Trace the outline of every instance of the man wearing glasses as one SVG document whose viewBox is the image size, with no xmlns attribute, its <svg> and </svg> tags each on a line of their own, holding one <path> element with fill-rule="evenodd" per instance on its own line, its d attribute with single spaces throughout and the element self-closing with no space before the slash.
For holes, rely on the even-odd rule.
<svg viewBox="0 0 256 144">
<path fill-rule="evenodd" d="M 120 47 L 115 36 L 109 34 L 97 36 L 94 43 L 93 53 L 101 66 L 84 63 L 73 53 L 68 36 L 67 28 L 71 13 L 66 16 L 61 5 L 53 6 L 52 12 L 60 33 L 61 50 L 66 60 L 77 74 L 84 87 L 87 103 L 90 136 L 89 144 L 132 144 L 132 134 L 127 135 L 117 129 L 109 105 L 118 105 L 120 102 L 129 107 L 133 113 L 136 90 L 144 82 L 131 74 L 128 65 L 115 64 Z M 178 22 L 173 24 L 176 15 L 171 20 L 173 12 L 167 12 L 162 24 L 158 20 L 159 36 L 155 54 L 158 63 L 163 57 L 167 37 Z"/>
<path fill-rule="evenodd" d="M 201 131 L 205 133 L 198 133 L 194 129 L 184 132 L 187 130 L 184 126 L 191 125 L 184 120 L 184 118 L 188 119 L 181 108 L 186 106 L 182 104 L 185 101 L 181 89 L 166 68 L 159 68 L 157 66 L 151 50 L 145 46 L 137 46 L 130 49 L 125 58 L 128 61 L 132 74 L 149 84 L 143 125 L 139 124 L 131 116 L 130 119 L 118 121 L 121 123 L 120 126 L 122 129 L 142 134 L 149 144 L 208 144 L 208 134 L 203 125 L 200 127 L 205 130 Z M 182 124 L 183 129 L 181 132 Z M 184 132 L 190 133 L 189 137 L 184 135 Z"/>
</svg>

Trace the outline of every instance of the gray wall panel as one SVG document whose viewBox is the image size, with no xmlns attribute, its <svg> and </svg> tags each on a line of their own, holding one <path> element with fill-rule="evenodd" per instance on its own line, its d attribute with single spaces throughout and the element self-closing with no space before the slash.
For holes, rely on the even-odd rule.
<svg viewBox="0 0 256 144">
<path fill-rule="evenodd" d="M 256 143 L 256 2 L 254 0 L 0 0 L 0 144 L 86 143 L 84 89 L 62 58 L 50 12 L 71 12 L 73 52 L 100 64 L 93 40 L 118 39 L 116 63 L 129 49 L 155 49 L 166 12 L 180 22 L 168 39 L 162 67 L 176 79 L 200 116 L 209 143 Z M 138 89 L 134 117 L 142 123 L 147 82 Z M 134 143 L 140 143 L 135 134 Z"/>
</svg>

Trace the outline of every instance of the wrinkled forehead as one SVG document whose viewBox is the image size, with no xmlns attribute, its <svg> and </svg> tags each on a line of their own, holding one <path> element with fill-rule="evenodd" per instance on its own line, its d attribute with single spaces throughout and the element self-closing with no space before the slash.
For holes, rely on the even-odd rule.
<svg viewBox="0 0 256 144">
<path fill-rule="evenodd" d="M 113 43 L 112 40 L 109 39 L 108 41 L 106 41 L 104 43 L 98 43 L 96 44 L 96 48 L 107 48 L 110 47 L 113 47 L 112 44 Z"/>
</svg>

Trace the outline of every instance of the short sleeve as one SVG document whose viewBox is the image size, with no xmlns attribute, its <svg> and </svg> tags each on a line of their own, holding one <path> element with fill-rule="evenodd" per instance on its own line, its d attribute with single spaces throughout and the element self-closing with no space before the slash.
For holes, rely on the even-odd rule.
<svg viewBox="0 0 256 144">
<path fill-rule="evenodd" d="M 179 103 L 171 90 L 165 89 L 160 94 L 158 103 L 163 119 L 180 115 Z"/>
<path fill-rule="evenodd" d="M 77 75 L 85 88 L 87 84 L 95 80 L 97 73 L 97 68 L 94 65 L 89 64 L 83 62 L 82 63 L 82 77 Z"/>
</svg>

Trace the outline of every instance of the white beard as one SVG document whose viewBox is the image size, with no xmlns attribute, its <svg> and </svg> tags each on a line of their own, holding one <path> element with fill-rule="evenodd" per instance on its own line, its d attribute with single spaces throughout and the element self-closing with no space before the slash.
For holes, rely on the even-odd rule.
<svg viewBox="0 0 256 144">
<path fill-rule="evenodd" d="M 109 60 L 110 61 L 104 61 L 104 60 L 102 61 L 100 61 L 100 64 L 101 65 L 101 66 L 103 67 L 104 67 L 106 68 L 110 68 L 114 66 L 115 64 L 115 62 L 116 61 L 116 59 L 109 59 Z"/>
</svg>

· · · ·

__WRITTEN PROBLEM__.
Render all of the data above as a Markdown table with two columns, Number and Entry. Each non-blank line gets its own numbered row, and blank lines are omitted.

__SOLUTION FOR THIS EXERCISE__.
| Number | Entry |
|---|---|
| 1 | Trace the outline of every instance of the man wearing glasses as one SVG document whose viewBox is the image size, with no xmlns attribute, its <svg> and </svg> tags each on a line of their own, holding one <path> element with fill-rule="evenodd" per instance on its own line, its d attribute with single spaces throughout and the element self-closing with no space before the slash. |
| 2 | For holes, rely on the even-odd rule. |
| 3 | <svg viewBox="0 0 256 144"> |
| 4 | <path fill-rule="evenodd" d="M 120 47 L 115 36 L 109 34 L 97 36 L 94 43 L 93 53 L 101 66 L 84 63 L 73 53 L 68 36 L 67 28 L 71 13 L 66 16 L 61 5 L 53 6 L 52 12 L 60 33 L 61 50 L 66 60 L 77 74 L 84 87 L 87 103 L 90 136 L 89 144 L 132 144 L 132 134 L 127 135 L 117 129 L 109 105 L 118 105 L 120 102 L 129 107 L 133 113 L 136 90 L 144 82 L 131 74 L 128 65 L 115 64 Z M 178 22 L 173 24 L 176 15 L 171 20 L 173 12 L 167 12 L 162 24 L 158 20 L 159 36 L 155 54 L 158 63 L 163 57 L 167 37 Z"/> |
| 5 | <path fill-rule="evenodd" d="M 201 131 L 205 133 L 198 133 L 194 129 L 184 132 L 187 130 L 184 126 L 191 125 L 184 120 L 184 118 L 188 119 L 181 108 L 186 106 L 182 104 L 185 101 L 181 89 L 166 68 L 159 68 L 157 66 L 151 50 L 145 46 L 137 46 L 130 49 L 125 58 L 128 61 L 132 74 L 149 84 L 143 125 L 139 124 L 131 116 L 130 119 L 118 121 L 121 123 L 120 126 L 122 129 L 142 134 L 149 144 L 208 144 L 208 134 L 203 125 L 200 127 L 205 130 Z M 182 124 L 183 129 L 181 132 Z M 184 132 L 190 133 L 189 137 L 184 135 Z"/> |
| 6 | </svg> |
| 7 | Trace the outline of every instance of the gray wall panel as one SVG document whose viewBox is the image size, with no xmlns attribute, its <svg> and </svg> tags each on a line of their own, holding one <path> element with fill-rule="evenodd" per instance on its own line, its d attribute with single spaces throughout and the element self-closing with no space before the slash. |
| 8 | For holes, rely on the even-odd rule. |
| 9 | <svg viewBox="0 0 256 144"> |
| 10 | <path fill-rule="evenodd" d="M 256 143 L 256 2 L 254 0 L 0 0 L 0 144 L 86 143 L 84 89 L 62 58 L 50 12 L 71 12 L 73 52 L 100 64 L 93 40 L 118 39 L 116 63 L 129 49 L 155 49 L 166 12 L 180 22 L 168 39 L 162 67 L 176 79 L 200 116 L 209 143 Z M 138 89 L 134 117 L 142 123 L 147 82 Z M 134 143 L 140 143 L 135 134 Z"/> |
| 11 | </svg> |
| 12 | Trace the outline of every instance of the wrinkled forehead as one SVG document whose viewBox is the image size, with no xmlns attribute, its <svg> and </svg> tags each on a line of their own, holding one <path> element with fill-rule="evenodd" per instance on its own line, its d attribute with single spaces throughout and the element self-closing with no space before the slash. |
| 13 | For holes, rely on the even-odd rule. |
| 14 | <svg viewBox="0 0 256 144"> |
| 15 | <path fill-rule="evenodd" d="M 113 43 L 112 40 L 109 39 L 108 41 L 106 41 L 104 43 L 98 43 L 96 44 L 96 48 L 107 48 L 110 47 L 113 47 L 112 44 Z"/> |
| 16 | </svg> |
| 17 | Trace the outline of every instance of the short sleeve as one SVG document whose viewBox is the image size, with no xmlns attribute, its <svg> and </svg> tags each on a line of their own, holding one <path> element with fill-rule="evenodd" per instance on its own line, its d attribute with single spaces throughout and the element self-closing with no space before the slash. |
| 18 | For holes, rely on the even-odd rule. |
| 19 | <svg viewBox="0 0 256 144"> |
| 20 | <path fill-rule="evenodd" d="M 179 103 L 171 90 L 165 89 L 160 94 L 158 103 L 163 119 L 180 115 Z"/> |
| 21 | <path fill-rule="evenodd" d="M 77 75 L 85 88 L 87 84 L 95 80 L 97 73 L 97 68 L 94 65 L 89 64 L 83 62 L 82 63 L 82 77 Z"/> |
| 22 | </svg> |
| 23 | Trace the outline of every instance of the white beard as one SVG document whose viewBox is the image size, with no xmlns attribute, its <svg> and </svg> tags each on a line of their own, holding one <path> element with fill-rule="evenodd" per instance on its own line, its d attribute with single spaces throughout and the element self-closing with no space before the slash. |
| 24 | For holes, rely on the even-odd rule. |
| 25 | <svg viewBox="0 0 256 144"> |
| 26 | <path fill-rule="evenodd" d="M 109 60 L 110 61 L 104 61 L 104 60 L 102 61 L 100 61 L 100 64 L 101 65 L 101 66 L 103 67 L 104 67 L 106 68 L 110 68 L 114 66 L 115 64 L 115 62 L 116 61 L 116 59 L 109 59 Z"/> |
| 27 | </svg> |